**Cosa si chiede**
Nella recensione della mostra di Maurizio Mochetti, a quale anno risale il Cono?

**Brano di testo**
● ● ●

MILANO | Galleria Giovanni Bonelli | 25 febbraio – 2 aprile 2016
di KEVIN McMANUS
Maurizio Mochetti ha attraversato nella sua totalità una delle epoche più problematiche e intense dell’arte italiana. Non è solo una questione anagrafica (per fortuna sono vivi e attivi artisti ben più anziani di lui), ma di tempismo: tra il suo debutto e la mostra qui recensita, l’arte ha cambiato pelle più volte, e lo ha fatto in un contesto complicato come quello della nostra epoca, in cui nulla è stabile – questo almeno sembra il messaggio ricorrente – ma allo stesso tempo nulla cambia fino in fondo.
La nostra è una temporalità liquida, o addirittura nebulosa, in cui le particelle del passato si vedono a occhio nudo: le pratiche artistiche di cinquant’anni fa rimangono a loro modo attuali come possibili ambiti di ricerca, e al contempo ci sono stili, atteggiamenti, trovate che tornano a più riprese di moda, quasi che la storia recente sia una sorta di loop senza scampo.
Mi sembra che l’impatto della mostra di Mochetti alla Galleria Giovanni Bonelli (realizzata in collaborazione con Nicola Furini), dislocata in modo articolato, ma al tempo stesso, almeno in parte, afferrabile con un solo sguardo, agisca proprio su questa percezione del tempo storico recente.
C’è una coerenza di fondo che ci fa credere di trovarci in mezzo a un gruppo di opere più o meno coeve; al tempo stesso questa coerenza non funziona del tutto, ci porta a cogliere una vicenda artistica senza raccontarcela esplicitamente. Il Cono del 1967, in questo senso, racchiude emblematicamente il senso dell’intera mostra; il funzionamento è noto e tutto sommato semplice, con il piccolo cono collegato da un filo di piombo al centro di un cerchio sulla parete, e il nostro cervello che, percependo questo insieme destrutturato da un particolare punto di vista, lo struttura ricostruendo la prosecuzione immaginaria delle pareti del cono.

● ● ●

**Righe di dati**
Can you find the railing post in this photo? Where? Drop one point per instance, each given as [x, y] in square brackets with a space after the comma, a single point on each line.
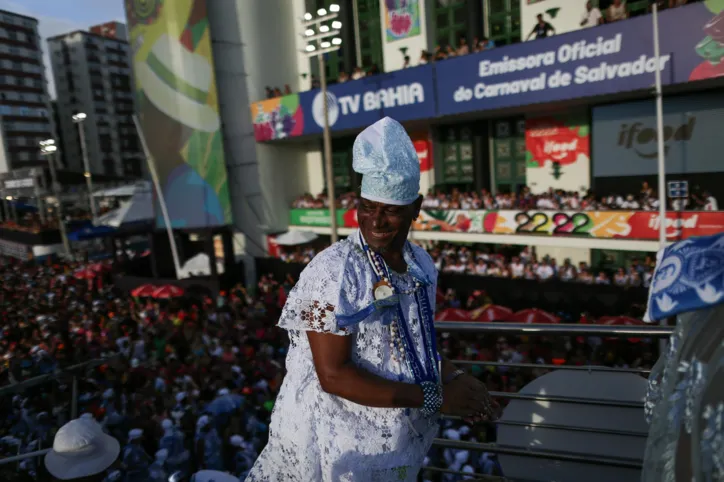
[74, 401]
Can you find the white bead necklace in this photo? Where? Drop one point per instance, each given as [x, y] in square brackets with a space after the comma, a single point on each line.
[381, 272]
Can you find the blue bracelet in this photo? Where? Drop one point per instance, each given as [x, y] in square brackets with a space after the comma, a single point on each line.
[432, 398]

● ● ●

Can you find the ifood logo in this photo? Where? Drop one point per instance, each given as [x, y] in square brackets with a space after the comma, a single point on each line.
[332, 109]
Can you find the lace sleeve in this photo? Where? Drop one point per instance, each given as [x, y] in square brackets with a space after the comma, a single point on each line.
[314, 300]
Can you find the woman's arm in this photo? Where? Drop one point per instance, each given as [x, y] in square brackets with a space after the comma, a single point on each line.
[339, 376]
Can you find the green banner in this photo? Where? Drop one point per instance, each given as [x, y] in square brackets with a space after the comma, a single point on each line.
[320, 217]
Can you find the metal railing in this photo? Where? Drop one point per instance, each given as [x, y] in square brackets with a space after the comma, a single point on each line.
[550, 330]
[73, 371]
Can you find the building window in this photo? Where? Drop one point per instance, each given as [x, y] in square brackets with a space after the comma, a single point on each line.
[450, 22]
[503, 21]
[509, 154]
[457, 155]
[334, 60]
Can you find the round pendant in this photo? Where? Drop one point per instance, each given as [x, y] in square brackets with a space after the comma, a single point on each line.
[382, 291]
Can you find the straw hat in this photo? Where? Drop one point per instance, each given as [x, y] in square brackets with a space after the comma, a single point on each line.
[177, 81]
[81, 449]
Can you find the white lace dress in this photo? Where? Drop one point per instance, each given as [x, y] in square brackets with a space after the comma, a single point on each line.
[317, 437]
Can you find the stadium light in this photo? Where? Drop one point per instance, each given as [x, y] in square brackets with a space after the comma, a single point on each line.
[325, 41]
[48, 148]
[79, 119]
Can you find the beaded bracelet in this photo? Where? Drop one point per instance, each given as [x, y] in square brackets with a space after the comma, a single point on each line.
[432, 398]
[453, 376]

● ● ●

**Soluzione**
Al 1967.